▶ Exercise objective
Present every line of the data below as a numbered list, leaving out any blank lines.

_ _ _ _ _

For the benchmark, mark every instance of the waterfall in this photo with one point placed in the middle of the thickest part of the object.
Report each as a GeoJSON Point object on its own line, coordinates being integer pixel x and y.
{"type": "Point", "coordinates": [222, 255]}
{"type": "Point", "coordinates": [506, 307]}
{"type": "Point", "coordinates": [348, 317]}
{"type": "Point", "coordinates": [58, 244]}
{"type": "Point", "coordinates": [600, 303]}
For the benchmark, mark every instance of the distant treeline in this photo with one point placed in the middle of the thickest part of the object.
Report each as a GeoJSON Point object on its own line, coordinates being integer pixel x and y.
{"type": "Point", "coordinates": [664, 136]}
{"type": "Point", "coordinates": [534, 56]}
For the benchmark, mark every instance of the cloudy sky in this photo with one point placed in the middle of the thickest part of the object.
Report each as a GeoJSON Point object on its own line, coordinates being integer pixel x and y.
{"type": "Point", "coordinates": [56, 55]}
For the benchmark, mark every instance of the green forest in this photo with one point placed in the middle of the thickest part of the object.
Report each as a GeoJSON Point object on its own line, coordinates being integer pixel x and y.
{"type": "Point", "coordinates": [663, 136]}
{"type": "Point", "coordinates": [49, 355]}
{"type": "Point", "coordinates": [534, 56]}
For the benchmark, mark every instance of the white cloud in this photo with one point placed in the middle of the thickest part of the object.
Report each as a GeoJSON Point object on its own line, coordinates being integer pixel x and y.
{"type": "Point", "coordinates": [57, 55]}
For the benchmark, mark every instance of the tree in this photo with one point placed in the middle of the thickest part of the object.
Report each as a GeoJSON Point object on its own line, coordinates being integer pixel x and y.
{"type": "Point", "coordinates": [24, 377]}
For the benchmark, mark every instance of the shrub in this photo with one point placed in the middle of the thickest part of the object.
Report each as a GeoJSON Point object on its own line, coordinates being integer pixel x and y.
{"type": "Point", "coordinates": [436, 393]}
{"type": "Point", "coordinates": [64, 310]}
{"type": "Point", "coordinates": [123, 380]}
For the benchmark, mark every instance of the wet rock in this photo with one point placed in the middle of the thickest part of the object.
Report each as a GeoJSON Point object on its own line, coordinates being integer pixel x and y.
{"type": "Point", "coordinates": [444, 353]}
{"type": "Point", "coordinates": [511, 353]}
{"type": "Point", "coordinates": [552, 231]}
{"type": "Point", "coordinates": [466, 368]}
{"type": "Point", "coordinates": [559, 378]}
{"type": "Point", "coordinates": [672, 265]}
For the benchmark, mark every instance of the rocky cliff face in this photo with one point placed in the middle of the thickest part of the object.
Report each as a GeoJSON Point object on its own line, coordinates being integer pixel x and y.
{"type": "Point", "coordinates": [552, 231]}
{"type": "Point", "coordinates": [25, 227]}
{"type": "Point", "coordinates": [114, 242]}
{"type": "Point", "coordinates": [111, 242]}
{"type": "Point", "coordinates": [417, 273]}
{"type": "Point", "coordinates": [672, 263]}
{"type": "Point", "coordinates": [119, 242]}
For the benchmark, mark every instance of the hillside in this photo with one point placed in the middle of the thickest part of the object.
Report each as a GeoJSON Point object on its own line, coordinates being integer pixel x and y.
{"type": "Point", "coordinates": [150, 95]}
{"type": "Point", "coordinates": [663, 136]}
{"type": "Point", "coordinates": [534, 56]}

_ _ _ _ _

▶ Answer to this problem
1. For the benchmark, mark every instance of the waterfall in this photo with one point placed in the middle of the thickest part of the object.
2. Report each as a GeoJSON Point object on its own line, coordinates being integer pixel x and y.
3. {"type": "Point", "coordinates": [222, 255]}
4. {"type": "Point", "coordinates": [506, 307]}
5. {"type": "Point", "coordinates": [348, 317]}
6. {"type": "Point", "coordinates": [58, 244]}
7. {"type": "Point", "coordinates": [600, 303]}
8. For the benchmark, mark every instance of the distant treeline in this photo with one point placed in the middle of the thickest part of the object.
9. Report each as a GeoJSON Point object on its own line, coordinates being integer pixel x and y.
10. {"type": "Point", "coordinates": [664, 136]}
11. {"type": "Point", "coordinates": [534, 56]}
12. For the benchmark, mark every instance of the cloudy sky in this photo with one point placed in the middle of the thickest part of the object.
13. Report each as a GeoJSON Point object on its own line, coordinates being integer pixel x and y.
14. {"type": "Point", "coordinates": [56, 55]}
15. For the benchmark, mark every instance of the green forest in this photo with one point placed in the middle of the thickest part of the object.
16. Report each as a GeoJSON Point object on its own line, coordinates being integer pixel x and y.
17. {"type": "Point", "coordinates": [663, 136]}
18. {"type": "Point", "coordinates": [49, 355]}
19. {"type": "Point", "coordinates": [534, 56]}
20. For the benchmark, mark every instance of the white cloud in this photo with one point placed in the middle of the thickest part of the object.
21. Report each as a GeoJSON Point object on its own line, coordinates being integer pixel x and y.
22. {"type": "Point", "coordinates": [57, 55]}
23. For the benchmark, mark every instance of the tree in this photo with one point placed in the middle of the thickest part of the object.
24. Report each as a GeoJSON Point object on its own line, coordinates being integer pixel x and y.
25. {"type": "Point", "coordinates": [24, 377]}
26. For the benchmark, mark every instance of the shrub in this photo with one point placed in the middle of the thickest part of the object.
27. Report each as a GeoJSON Point object on its own line, coordinates being integer pixel x and y.
28. {"type": "Point", "coordinates": [436, 393]}
29. {"type": "Point", "coordinates": [64, 310]}
30. {"type": "Point", "coordinates": [123, 380]}
31. For the benchmark, mark every instance of the wet rock in this photo with one point placed in the middle of the thickest part of the object.
32. Report each as a GeoJSON Point object on its own line, coordinates being integer pixel x and y.
33. {"type": "Point", "coordinates": [444, 353]}
34. {"type": "Point", "coordinates": [511, 353]}
35. {"type": "Point", "coordinates": [552, 231]}
36. {"type": "Point", "coordinates": [466, 368]}
37. {"type": "Point", "coordinates": [559, 378]}
38. {"type": "Point", "coordinates": [672, 265]}
39. For the benchmark, mark every instance of the rocky cliff face in this photo with one point placed in the middle of the thickest part of the object.
40. Report each as a GeoJSON Point object on its own line, coordinates being integer pixel x and y.
41. {"type": "Point", "coordinates": [552, 231]}
42. {"type": "Point", "coordinates": [25, 227]}
43. {"type": "Point", "coordinates": [114, 242]}
44. {"type": "Point", "coordinates": [111, 242]}
45. {"type": "Point", "coordinates": [417, 273]}
46. {"type": "Point", "coordinates": [672, 263]}
47. {"type": "Point", "coordinates": [119, 242]}
48. For the benchmark, mark every instance of the hillside in this photo with one point placed in the middle of the thickest part of the object.
49. Report each as a GeoJSON Point object on its own line, coordinates being integer pixel x and y.
50. {"type": "Point", "coordinates": [150, 95]}
51. {"type": "Point", "coordinates": [663, 136]}
52. {"type": "Point", "coordinates": [534, 56]}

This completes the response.